### [To be done]
Reproduce the following lines verbatim.

### [The records]
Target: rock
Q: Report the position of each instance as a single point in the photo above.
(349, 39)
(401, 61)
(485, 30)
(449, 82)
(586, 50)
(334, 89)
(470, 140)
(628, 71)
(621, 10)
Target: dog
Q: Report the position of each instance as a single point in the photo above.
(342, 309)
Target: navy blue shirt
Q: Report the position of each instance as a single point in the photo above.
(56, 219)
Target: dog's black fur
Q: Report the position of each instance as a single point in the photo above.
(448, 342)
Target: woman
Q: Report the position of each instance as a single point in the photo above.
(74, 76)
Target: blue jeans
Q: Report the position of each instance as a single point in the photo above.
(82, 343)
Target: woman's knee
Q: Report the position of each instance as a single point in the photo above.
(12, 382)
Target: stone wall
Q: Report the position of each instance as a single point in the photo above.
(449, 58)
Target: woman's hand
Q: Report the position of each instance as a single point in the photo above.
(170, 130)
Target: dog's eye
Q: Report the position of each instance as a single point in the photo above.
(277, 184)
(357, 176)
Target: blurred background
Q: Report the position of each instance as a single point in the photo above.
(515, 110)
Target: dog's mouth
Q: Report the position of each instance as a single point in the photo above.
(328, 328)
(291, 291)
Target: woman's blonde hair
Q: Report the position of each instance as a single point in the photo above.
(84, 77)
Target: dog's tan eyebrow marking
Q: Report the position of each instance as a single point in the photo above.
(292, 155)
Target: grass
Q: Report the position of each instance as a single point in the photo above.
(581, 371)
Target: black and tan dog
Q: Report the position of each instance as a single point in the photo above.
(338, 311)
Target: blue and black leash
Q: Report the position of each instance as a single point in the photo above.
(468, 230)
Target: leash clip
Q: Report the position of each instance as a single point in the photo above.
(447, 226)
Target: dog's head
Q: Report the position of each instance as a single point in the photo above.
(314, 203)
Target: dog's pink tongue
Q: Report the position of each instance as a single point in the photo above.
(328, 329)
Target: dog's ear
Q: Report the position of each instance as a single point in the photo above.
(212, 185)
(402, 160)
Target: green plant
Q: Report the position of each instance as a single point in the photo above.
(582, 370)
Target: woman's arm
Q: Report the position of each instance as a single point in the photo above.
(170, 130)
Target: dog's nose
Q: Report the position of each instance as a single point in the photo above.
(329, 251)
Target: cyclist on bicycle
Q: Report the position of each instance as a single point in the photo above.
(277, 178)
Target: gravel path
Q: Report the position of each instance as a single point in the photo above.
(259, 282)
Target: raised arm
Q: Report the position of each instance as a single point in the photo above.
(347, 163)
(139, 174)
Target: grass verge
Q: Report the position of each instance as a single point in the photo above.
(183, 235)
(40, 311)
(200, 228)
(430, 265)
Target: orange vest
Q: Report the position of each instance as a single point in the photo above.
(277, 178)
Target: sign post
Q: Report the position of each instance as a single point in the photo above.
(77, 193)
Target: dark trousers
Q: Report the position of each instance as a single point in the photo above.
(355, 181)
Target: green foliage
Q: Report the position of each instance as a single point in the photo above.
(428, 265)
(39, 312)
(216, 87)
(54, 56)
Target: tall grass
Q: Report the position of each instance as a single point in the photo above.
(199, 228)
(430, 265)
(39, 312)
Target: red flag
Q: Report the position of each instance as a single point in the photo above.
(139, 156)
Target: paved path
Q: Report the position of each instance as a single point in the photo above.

### [Response to the task]
Target: rock
Q: Report the position of each instance as a single point in the photo above.
(349, 39)
(401, 61)
(485, 30)
(449, 82)
(586, 50)
(334, 89)
(470, 140)
(628, 71)
(621, 10)
Target: dog
Q: Report the position of each instance as a single point in the photo above.
(342, 309)
Target: navy blue shirt
Q: Report the position of each instance as a single point in the photo above.
(56, 219)
Target: dog's black fur
Q: Report the position of each instance as a single point in the photo above.
(448, 342)
Target: woman
Q: Report the position of each instance as a single point in the photo above.
(74, 76)
Target: blue jeans
Q: Report the position of each instance as a single point in the photo above.
(82, 343)
Target: woman's knee
Q: Report the position of each instance as a single point in the photo above.
(12, 382)
Target: stone wall
Q: Report the position of each instance as a single point in the photo above.
(449, 58)
Target: woman's hand
Q: Report the position of each instance as a single point in the photo above.
(170, 130)
Target: dog's eye
Q: Report the position of each instance as a single point in the photo above.
(277, 184)
(357, 176)
Target: blurred background
Q: Report the position of each instance as a single point in the photo above.
(515, 110)
Target: dog's mouth
Q: Report the position of each instance as a single point in the photo above.
(328, 328)
(291, 291)
Target: woman's blonde hair
Q: Report the position of each instance as a single point in the photo above.
(84, 77)
Target: dog's tan eyebrow marking
Q: Report the position of each instance as a single point in the photo above.
(292, 155)
Target: grass
Q: Report the position of each instance as a single point in the photo above.
(581, 371)
Target: black and tan dog
Q: Report the position of each instance as a single point in the photo above.
(338, 311)
Target: blue and black leash
Q: Report the position of each instance as a single point in the photo above.
(468, 230)
Target: leash clip
Q: Report the position of each instance as a single point in the photo above.
(447, 226)
Target: dog's head
Q: Report the position of each instance as a single point in the photo above.
(314, 203)
Target: dog's pink tongue
Q: Report the position of each instance as a single point in the photo above.
(328, 329)
Target: dog's ear
Q: Report the position of each instance as a single point in the photo above.
(212, 185)
(402, 160)
Target: green plant
Q: Report the position of each instance as a single point in the photo above.
(582, 370)
Target: woman's arm
Q: Report the position of each instance as a single point in the photo above.
(170, 130)
Target: dog's nose
Q: Report the position of each instance as a single point in the photo above.
(329, 251)
Target: cyclist on bicycle
Q: Report the position of each instance as a single point in the photo above.
(277, 178)
Target: gravel path
Q: Report the position of each instance as a single point in the photo above.
(259, 282)
Target: raised arm
Q: Report the position of each instance as a single point in the photo above.
(347, 163)
(139, 174)
Target: grass verge
Q: Report the position of each instance as a single point in the photo above.
(183, 235)
(40, 311)
(200, 228)
(430, 265)
Target: orange vest
Q: Report the position of each instance as a single point in the photo above.
(277, 178)
Target: sign post
Q: Report the position of each instance as a single point in the photo above.
(77, 193)
Target: dark trousers
Q: Report the position of each instance as a single point in the photo above.
(355, 181)
Target: green foliage
Q: Report the position of each instance as a single point in the photo above.
(428, 265)
(39, 312)
(216, 87)
(54, 56)
Target: tall grass
Q: Report the position of each instance as a single point in the photo above.
(199, 228)
(430, 265)
(39, 312)
Target: red flag
Q: Report the position of each instance as a single point in the photo above.
(139, 156)
Target: paved path
Q: Report the position of each instance as a single point in the photo above.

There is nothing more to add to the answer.